## WORK REQUIRED
Render every line of the records below as a Markdown table with the columns "No." and "Text", numbering the lines in order and leaving out blank lines.

Begin INFORMATION SHOWN

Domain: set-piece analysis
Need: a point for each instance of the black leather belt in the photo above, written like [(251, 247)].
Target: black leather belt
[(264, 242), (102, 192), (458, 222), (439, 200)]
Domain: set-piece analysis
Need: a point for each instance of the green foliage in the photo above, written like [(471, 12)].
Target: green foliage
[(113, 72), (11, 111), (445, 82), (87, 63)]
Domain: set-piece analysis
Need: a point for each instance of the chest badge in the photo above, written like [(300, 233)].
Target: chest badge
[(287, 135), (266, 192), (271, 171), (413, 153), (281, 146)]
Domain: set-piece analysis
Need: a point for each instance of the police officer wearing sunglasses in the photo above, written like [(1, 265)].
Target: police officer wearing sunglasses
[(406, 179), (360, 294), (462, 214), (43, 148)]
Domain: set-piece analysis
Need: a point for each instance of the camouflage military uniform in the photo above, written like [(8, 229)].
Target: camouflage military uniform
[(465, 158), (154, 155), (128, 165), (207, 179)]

End INFORMATION SHOWN

## EXERCISE SOLUTION
| No. | Text |
|---|---|
| 1 | Domain: set-piece analysis |
| 2 | Need: a point for each instance of the black leather belt in the photo above, written like [(251, 247)]. |
| 3 | Target: black leather belt |
| 4 | [(264, 242), (102, 192), (458, 222), (439, 200)] |
| 5 | Domain: set-piece analysis |
| 6 | Need: a point for each instance of the green foliage in the photo above, written like [(471, 12)]. |
| 7 | Target: green foliage |
| 8 | [(113, 72), (11, 111), (445, 82), (87, 63)] |
| 9 | Domain: set-piece analysis |
| 10 | Need: a point for each instance of the chest badge in the photo above, written like [(300, 233)]. |
| 11 | Target: chest badge |
| 12 | [(287, 135), (266, 192), (271, 171), (413, 153), (281, 146)] |
| 13 | Domain: set-piece analysis |
| 14 | Need: a point for each instance of the police officer wearing sunglasses in the photo above, written like [(1, 265)]. |
| 15 | Target: police officer wearing sunglasses |
| 16 | [(406, 179), (360, 294), (462, 214), (43, 148)] |
| 17 | Domain: set-piece analysis |
| 18 | Need: a point for each instance of the camouflage military uniform in the photo above, written like [(8, 229)]. |
| 19 | Target: camouflage military uniform |
| 20 | [(465, 158), (154, 155), (128, 165), (207, 179)] |